Point-based annotation data:

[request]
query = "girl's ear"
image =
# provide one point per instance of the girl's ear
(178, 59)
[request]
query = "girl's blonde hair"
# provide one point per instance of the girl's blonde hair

GIVEN PROBLEM: Reproduce all of the data above verbatim, keeping every line in its original order.

ANSWER TO THE TASK:
[request]
query = "girl's ear"
image =
# provide one point per instance of the girl's ear
(178, 59)
[request]
query = "girl's blonde hair"
# provide one point per instance of the girl's blonde hair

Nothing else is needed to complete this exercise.